_What the task asks_
After locating the line that contains "If you could mark the man's eye" in the data below, set down exactly that line and each one after it through the line that contains "If you could mark the white daisy", and nothing more.

[Dataset items]
# # # #

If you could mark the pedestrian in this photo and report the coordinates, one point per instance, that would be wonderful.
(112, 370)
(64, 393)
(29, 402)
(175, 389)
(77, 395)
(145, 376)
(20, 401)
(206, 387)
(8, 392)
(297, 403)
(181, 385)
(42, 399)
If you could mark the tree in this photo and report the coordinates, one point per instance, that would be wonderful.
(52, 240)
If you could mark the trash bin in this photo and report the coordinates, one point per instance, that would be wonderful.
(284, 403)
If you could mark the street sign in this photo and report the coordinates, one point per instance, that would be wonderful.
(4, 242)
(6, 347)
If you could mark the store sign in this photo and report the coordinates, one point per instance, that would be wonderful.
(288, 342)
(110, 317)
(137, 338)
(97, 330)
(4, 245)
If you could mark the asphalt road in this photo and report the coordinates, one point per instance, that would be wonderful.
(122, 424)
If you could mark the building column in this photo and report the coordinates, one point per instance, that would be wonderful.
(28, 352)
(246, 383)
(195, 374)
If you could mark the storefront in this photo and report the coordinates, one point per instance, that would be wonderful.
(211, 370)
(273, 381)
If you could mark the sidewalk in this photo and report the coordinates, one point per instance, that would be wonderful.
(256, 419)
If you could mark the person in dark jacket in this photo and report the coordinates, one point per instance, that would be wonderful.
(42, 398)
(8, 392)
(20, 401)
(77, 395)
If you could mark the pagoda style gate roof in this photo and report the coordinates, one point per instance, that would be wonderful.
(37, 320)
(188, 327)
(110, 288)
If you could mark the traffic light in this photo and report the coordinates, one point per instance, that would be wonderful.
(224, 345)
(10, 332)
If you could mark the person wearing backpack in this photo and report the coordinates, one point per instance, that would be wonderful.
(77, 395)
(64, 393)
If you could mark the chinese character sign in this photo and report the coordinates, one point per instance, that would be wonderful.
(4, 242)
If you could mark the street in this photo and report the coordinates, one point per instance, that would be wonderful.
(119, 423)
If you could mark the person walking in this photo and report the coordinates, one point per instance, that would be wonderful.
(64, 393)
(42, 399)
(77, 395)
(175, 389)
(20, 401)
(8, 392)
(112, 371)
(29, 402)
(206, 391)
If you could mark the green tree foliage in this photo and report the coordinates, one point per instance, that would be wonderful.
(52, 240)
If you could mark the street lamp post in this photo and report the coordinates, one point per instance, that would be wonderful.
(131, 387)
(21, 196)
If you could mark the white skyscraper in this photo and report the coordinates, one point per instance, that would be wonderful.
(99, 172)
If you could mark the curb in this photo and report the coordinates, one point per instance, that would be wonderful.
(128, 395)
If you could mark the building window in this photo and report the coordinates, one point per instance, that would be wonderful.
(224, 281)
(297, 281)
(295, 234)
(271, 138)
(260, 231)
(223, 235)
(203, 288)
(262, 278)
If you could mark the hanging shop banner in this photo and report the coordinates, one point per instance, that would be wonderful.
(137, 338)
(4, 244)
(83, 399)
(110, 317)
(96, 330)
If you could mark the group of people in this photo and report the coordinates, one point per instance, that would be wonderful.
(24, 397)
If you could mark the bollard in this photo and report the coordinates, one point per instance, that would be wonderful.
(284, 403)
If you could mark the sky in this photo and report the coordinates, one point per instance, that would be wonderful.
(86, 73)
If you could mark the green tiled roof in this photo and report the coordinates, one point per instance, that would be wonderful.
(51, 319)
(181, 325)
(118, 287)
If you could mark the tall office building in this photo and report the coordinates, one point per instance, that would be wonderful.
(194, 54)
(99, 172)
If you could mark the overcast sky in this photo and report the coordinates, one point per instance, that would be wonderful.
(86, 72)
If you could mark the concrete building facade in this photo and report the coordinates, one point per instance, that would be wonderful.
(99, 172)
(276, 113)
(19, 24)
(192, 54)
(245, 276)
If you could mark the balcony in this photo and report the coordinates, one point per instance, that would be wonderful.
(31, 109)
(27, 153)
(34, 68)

# # # #

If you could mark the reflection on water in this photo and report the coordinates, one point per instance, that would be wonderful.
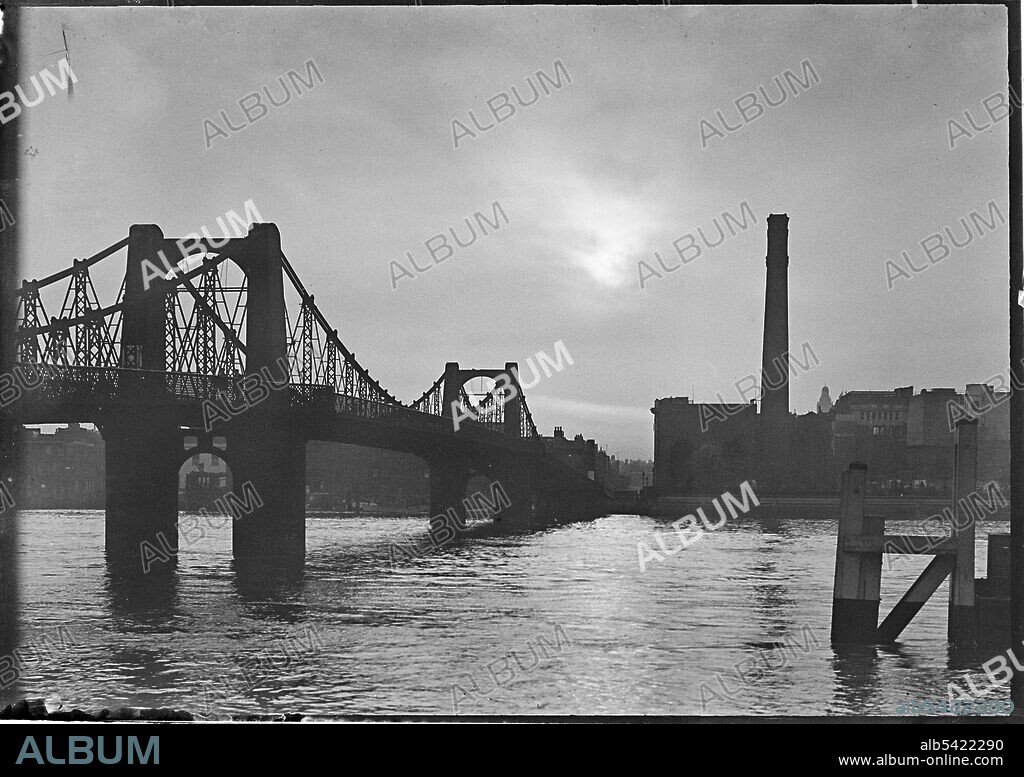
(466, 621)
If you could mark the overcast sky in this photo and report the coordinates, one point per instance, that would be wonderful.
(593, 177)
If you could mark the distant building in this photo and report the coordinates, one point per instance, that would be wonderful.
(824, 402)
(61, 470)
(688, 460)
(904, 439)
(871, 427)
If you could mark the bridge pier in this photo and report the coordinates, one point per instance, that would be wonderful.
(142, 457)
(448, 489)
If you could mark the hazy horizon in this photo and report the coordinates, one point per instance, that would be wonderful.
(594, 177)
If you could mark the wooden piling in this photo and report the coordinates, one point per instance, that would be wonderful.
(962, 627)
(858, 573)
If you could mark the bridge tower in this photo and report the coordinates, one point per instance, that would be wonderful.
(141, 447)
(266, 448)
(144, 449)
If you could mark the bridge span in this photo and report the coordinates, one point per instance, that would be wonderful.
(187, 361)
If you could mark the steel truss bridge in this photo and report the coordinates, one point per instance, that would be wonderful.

# # # #

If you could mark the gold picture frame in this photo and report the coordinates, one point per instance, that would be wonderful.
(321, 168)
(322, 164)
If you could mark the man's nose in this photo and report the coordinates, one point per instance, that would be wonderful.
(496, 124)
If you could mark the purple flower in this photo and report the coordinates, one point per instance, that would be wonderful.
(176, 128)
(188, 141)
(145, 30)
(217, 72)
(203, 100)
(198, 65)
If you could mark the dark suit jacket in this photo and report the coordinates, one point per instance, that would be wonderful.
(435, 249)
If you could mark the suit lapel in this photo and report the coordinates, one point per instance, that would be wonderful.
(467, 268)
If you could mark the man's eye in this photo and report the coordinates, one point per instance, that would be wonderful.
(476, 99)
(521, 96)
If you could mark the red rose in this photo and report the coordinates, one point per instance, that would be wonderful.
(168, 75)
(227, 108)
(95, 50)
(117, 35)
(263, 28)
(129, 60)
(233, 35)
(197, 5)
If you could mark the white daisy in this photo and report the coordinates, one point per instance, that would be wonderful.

# # # #

_Task output_
If you could mark the man's eye in this photo and report the coordinates, one point per instance, that would be wonderful.
(476, 99)
(521, 96)
If you could mark the red rose in this photo and report the coordinates, one point per instance, that would be wonderful.
(168, 75)
(227, 108)
(95, 50)
(117, 35)
(263, 28)
(129, 60)
(233, 35)
(197, 5)
If you could mark the white daisy in this photo and report the coordinates, one point per instance, that would be wonderful.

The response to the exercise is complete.